*** Provided records ***

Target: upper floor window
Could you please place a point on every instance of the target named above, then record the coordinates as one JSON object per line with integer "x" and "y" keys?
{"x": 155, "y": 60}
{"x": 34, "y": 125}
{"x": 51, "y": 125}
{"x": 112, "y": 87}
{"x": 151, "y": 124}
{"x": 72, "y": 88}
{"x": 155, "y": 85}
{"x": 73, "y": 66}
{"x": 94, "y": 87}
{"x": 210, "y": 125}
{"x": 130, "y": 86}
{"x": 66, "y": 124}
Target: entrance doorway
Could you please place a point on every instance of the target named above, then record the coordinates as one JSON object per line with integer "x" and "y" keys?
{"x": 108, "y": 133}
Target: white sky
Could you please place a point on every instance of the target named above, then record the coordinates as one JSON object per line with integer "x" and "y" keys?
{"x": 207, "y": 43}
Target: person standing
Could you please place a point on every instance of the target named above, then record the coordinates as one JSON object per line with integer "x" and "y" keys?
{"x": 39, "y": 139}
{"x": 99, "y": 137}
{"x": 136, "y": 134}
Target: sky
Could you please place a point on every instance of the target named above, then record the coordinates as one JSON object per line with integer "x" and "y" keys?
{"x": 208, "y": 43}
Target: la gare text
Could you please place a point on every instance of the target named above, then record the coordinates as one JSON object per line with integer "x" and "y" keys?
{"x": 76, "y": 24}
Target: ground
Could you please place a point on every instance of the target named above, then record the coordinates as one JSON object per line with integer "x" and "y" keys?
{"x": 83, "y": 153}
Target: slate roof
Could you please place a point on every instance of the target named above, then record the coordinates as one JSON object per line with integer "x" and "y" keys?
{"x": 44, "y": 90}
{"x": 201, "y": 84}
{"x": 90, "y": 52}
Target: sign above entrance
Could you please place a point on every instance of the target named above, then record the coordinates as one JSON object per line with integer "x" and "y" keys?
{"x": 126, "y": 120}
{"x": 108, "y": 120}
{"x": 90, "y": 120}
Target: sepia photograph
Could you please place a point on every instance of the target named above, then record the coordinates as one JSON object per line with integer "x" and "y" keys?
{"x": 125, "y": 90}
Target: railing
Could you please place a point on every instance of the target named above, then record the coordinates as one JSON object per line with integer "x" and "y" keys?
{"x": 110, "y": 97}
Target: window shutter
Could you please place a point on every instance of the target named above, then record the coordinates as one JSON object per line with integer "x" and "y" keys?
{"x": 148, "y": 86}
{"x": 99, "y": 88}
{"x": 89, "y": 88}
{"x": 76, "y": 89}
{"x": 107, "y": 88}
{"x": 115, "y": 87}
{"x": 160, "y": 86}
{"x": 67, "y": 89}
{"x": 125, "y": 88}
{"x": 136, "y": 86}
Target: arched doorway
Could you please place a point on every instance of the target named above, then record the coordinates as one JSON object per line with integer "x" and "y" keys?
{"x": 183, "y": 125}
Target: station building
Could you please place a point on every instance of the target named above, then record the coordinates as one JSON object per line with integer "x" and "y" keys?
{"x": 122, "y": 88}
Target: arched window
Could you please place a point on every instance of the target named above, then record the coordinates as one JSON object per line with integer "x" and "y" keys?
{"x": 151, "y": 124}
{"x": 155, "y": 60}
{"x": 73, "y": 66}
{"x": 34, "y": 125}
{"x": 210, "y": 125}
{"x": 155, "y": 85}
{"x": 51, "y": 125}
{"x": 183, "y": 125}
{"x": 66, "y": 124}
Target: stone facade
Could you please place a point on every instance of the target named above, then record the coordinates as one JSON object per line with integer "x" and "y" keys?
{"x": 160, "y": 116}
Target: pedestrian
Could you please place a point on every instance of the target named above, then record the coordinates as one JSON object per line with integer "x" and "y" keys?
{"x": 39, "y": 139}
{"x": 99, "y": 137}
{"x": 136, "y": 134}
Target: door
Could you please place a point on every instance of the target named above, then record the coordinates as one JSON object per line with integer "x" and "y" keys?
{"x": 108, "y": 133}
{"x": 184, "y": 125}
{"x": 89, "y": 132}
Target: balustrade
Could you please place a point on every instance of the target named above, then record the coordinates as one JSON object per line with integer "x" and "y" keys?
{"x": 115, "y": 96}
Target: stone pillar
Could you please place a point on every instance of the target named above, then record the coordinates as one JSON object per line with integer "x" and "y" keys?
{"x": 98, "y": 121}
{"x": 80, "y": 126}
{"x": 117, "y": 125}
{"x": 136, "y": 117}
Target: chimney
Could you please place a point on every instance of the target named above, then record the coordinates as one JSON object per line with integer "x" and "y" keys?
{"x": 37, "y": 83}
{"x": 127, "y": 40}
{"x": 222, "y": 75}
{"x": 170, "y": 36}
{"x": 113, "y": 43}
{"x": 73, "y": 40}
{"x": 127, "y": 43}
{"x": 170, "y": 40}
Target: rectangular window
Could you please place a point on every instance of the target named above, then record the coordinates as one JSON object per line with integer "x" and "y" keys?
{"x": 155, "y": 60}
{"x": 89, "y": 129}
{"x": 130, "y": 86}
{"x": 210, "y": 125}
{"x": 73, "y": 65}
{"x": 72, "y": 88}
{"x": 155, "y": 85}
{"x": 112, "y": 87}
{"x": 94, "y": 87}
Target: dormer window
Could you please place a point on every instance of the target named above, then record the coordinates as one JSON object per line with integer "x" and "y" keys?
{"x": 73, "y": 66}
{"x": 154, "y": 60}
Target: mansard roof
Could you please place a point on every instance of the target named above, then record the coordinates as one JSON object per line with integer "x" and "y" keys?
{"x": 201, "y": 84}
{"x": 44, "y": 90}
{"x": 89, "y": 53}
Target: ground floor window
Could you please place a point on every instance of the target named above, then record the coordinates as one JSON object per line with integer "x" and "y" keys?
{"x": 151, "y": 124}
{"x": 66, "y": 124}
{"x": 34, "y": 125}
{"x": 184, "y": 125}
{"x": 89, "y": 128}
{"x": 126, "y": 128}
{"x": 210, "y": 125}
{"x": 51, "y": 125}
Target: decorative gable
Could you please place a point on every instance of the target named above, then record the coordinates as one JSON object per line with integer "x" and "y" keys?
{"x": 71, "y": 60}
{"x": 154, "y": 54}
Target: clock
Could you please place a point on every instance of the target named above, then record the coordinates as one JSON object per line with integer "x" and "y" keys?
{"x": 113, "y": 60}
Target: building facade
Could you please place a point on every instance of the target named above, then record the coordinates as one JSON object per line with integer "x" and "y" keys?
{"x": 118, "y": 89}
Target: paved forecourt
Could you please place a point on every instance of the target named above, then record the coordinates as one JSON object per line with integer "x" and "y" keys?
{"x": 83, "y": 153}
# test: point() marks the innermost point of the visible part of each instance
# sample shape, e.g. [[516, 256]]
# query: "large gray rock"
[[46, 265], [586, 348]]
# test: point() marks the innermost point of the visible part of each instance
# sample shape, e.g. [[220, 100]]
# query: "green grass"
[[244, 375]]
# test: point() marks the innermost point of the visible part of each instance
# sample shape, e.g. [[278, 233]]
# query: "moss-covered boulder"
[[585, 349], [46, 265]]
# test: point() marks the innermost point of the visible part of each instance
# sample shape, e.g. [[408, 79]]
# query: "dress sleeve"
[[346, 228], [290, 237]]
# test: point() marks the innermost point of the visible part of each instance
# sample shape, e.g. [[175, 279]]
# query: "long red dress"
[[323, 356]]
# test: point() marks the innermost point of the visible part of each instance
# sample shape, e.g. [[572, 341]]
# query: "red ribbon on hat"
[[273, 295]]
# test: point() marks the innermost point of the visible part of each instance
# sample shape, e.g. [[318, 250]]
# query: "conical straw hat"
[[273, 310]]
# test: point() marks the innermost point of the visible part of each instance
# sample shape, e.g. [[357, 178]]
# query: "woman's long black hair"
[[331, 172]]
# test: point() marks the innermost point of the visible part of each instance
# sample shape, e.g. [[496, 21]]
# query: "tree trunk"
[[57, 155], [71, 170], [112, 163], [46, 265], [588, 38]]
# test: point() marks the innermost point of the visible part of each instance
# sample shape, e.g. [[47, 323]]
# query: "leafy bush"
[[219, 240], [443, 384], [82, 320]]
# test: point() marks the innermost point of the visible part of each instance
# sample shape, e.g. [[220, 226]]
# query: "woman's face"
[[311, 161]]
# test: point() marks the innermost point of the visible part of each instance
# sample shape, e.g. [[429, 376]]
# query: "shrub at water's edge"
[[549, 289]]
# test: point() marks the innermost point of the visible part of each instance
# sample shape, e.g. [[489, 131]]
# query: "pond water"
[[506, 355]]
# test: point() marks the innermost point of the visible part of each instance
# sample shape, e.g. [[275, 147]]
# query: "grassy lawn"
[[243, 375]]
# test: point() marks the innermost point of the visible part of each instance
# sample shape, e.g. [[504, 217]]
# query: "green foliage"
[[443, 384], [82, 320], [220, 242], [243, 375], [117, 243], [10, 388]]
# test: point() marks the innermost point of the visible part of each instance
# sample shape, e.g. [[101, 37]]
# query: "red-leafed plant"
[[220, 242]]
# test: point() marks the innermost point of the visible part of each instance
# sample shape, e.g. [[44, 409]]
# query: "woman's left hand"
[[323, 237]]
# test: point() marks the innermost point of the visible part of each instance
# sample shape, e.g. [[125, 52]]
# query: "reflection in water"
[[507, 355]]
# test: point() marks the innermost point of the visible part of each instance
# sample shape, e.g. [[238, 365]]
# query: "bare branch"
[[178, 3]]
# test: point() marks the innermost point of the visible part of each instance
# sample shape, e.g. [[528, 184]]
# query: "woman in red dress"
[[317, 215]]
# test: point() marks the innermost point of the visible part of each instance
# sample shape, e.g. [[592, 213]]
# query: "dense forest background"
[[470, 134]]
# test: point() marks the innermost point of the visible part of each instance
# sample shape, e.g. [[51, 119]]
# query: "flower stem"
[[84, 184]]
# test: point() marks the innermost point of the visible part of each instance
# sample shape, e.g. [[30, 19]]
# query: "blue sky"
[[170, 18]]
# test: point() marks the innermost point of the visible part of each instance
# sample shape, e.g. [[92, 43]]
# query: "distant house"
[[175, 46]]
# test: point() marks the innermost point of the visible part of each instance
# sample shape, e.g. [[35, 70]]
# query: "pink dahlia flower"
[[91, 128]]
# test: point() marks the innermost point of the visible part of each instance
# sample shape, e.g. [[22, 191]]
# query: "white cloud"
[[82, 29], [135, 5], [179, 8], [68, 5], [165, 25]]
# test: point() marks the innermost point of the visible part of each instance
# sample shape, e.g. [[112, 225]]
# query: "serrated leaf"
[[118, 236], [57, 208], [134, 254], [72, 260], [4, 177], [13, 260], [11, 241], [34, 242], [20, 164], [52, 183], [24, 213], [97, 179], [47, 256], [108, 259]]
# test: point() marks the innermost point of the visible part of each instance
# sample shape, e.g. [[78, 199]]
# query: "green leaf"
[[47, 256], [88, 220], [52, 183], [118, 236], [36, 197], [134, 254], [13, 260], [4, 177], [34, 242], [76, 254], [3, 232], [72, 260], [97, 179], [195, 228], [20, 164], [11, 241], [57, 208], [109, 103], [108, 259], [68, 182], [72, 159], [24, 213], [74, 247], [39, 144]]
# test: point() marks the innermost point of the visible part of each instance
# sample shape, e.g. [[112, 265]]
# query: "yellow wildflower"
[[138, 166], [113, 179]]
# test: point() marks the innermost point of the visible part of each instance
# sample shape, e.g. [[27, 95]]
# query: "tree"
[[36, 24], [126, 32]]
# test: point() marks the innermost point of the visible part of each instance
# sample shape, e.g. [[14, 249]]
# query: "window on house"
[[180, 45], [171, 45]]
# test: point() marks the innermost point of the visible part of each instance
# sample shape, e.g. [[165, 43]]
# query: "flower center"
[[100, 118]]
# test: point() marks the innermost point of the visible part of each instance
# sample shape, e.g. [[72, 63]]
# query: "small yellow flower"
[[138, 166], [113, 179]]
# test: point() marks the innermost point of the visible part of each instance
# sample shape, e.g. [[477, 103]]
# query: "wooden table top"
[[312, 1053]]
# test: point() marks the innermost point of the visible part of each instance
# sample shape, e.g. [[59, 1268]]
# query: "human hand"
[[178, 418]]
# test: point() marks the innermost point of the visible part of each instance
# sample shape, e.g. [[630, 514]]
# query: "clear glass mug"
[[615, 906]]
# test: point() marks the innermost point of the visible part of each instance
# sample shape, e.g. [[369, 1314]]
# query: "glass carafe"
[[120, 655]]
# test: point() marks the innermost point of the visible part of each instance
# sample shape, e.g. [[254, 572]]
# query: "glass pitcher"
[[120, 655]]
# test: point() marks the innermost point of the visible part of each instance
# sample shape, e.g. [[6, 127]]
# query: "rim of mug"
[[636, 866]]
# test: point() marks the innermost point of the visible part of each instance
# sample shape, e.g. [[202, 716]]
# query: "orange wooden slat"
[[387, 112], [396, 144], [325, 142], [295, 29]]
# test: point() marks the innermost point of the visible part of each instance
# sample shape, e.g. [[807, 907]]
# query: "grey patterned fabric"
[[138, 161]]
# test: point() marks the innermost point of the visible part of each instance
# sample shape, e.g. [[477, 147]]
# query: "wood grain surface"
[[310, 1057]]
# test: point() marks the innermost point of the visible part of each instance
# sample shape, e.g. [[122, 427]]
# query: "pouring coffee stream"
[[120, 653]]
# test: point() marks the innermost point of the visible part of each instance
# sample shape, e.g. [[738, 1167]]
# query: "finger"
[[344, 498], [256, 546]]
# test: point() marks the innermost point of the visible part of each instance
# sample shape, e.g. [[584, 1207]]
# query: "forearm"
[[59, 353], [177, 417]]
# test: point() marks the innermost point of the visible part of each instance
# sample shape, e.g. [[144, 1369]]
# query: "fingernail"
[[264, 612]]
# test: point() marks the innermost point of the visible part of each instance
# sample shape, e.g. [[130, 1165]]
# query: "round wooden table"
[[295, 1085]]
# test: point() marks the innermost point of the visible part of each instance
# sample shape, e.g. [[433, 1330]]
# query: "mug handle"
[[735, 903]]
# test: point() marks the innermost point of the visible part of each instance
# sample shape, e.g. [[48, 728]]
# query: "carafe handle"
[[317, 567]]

*** End of Provided records ***

— Assignment —
Each line from the top of the records through the one with "Target: slate roof" should be returned exactly. Leave out everything else.

— Your response —
Target: upper floor window
Could you please place a point on every instance of the target named above, then record the coordinates as one JSON object per line with integer "x" and "y" keys?
{"x": 155, "y": 60}
{"x": 34, "y": 125}
{"x": 51, "y": 125}
{"x": 112, "y": 87}
{"x": 151, "y": 124}
{"x": 72, "y": 88}
{"x": 155, "y": 85}
{"x": 73, "y": 66}
{"x": 94, "y": 87}
{"x": 210, "y": 125}
{"x": 130, "y": 86}
{"x": 66, "y": 124}
Target: entrance doorway
Could you please place a point on every instance of the target named above, then record the coordinates as one JSON object per line with integer "x" and "y" keys?
{"x": 108, "y": 133}
Target: white sky
Could you please place a point on every instance of the target named above, then record the coordinates as one JSON object per line with integer "x" and "y" keys?
{"x": 207, "y": 43}
Target: person standing
Could you please place a point on every instance of the target named above, then record the coordinates as one JSON object per line with integer "x" and "y" keys?
{"x": 39, "y": 139}
{"x": 99, "y": 137}
{"x": 136, "y": 134}
Target: sky
Could you please place a point on every instance of the target named above, then record the coordinates as one JSON object per line with integer "x" and "y" keys?
{"x": 208, "y": 43}
Target: la gare text
Could you please place a point on every instance of the target named above, then record the coordinates as one JSON object per line with integer "x" and "y" keys?
{"x": 76, "y": 24}
Target: ground
Could you please place a point on every instance of the target named above, then record the coordinates as one JSON object per line with integer "x" and "y" keys?
{"x": 83, "y": 153}
Target: slate roof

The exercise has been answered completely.